Region pointing data:
● ● ● ●

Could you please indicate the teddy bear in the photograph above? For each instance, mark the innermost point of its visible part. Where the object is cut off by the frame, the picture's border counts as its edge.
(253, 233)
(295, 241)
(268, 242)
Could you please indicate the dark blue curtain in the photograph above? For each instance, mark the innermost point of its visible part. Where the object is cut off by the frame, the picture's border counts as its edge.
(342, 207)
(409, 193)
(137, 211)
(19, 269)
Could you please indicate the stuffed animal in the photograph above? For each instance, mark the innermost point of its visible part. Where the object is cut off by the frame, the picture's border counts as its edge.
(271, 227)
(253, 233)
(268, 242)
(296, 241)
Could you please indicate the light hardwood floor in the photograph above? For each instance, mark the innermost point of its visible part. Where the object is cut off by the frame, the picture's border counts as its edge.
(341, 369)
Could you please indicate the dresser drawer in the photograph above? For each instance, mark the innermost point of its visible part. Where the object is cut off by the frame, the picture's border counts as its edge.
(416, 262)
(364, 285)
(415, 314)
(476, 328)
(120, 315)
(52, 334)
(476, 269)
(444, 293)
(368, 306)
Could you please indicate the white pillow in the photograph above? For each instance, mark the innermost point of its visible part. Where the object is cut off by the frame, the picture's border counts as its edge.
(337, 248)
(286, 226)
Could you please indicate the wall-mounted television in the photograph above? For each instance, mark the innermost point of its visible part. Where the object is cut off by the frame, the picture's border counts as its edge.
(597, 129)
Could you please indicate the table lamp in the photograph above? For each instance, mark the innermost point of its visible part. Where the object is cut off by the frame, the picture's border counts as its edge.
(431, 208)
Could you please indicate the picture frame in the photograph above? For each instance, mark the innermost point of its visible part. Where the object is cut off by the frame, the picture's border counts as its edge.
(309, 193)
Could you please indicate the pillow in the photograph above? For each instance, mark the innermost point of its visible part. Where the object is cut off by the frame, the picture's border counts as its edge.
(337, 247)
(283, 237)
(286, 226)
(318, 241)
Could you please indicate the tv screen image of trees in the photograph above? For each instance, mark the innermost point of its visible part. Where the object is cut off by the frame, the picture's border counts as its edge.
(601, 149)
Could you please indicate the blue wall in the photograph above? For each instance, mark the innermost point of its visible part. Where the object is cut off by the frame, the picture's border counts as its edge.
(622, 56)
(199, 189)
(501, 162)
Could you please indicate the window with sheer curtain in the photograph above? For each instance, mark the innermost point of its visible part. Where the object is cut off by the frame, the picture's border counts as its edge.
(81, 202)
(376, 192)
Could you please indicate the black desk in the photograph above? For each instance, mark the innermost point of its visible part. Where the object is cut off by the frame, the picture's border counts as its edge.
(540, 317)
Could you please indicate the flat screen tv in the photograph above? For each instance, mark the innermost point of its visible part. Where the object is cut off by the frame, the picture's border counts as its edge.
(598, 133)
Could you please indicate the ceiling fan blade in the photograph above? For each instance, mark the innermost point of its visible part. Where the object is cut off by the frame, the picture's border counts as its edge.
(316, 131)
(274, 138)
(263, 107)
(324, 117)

● ● ● ●

** Work instructions **
The full set of records above is to be printed exactly as it appears.

** Answer below **
Could you please indicate the teddy bear in the photograph above? For each instance, mark the innermost point of its visible part. Where the object is cut off by the frame, the picture's border counts as its edge.
(253, 233)
(295, 241)
(268, 242)
Could you please indicate the dark blue curtain in the photograph above? For each instance, mark the innermost point of its visible part. Where the object is cut off by the frame, the picture's border counts as its edge.
(342, 207)
(409, 193)
(137, 211)
(19, 269)
Could you please indicate the stuffed animal in the photograph above? For each instance, mark the innermost point of its visible part. Where the object is cut off by the frame, the picture's border counts as its edge.
(271, 227)
(253, 233)
(268, 242)
(296, 241)
Could you please indicate the light hardwood floor in the photograph above? For each instance, mark the innermost point of its visible part. Where the object is cut off by the frame, the picture's border counts as its edge.
(341, 369)
Could you please indicate the dresser drawer in the photograph above? For each instance, mark the innermost point of its visible part. Where the object is cut off by the frame, the picture's border counts as its edge.
(416, 262)
(364, 285)
(415, 314)
(476, 328)
(120, 315)
(52, 334)
(476, 269)
(444, 293)
(368, 306)
Could you please indicate the white pillow in the photograph above? For each instance, mark the innermost point of its visible part. Where the object is cut off by the frame, the picture's border counts as its edge.
(337, 248)
(286, 226)
Could you please indicate the wall-mounted television in the photograph above? For each instance, mark the innermost point of its visible part. Where the object is cut off by the frame, the picture's border counts as its edge.
(597, 129)
Could you please indicate the table lamp in the photograph above? For each instance, mark the innermost point of its visible part. Where the object is cut off by the frame, the picture's border counts as its edge.
(431, 208)
Could you please indicate the picture frame in the photograph above? For each instance, mark the innermost point of its visible part. Where the object is cut off by the frame, the picture's border counts as its edge.
(309, 193)
Could you please indicate the pillow in the photograph above? For each instance, mark the innermost point of its visible part. Where the object is cut off by the frame, the picture's border counts as its edge.
(337, 247)
(283, 237)
(286, 226)
(318, 241)
Could you please indicate the tv screen image of trees in the photograph above? For each instance, mark the innermost point of its visible part. Where the object is cut off by the frame, the picture's border counts as its edge.
(601, 149)
Could you please indicate the blue wall in the photograph above? For each instance, mark the innermost point of its visible part. Where the object is cut off by the frame, the picture's border counts as its edge.
(622, 56)
(199, 189)
(501, 162)
Could you please indicate the window with sheer curtain in the photograph above? For each instance, mark the innermost point of its visible part. Where the object is cut off by the frame, the picture's border counts as its edge.
(81, 202)
(376, 192)
Could you please indicate the black desk in the photograph above? For each instance, mark the innermost point of its visible part. Where the object is cut off by the frame, the picture's border counts as its edge.
(540, 317)
Could you please indicate the flat screen tv in the photograph above? For each instance, mark the innermost point of its visible part. Where the object is cut off by the frame, the picture's border counts as its edge.
(598, 133)
Could you please indicate the ceiling fan blade in the photograph above? For each instance, mark the innermost point of its visible part. Where the object is cut off by the frame, the picture's border counts as its edge.
(316, 131)
(274, 138)
(263, 107)
(324, 117)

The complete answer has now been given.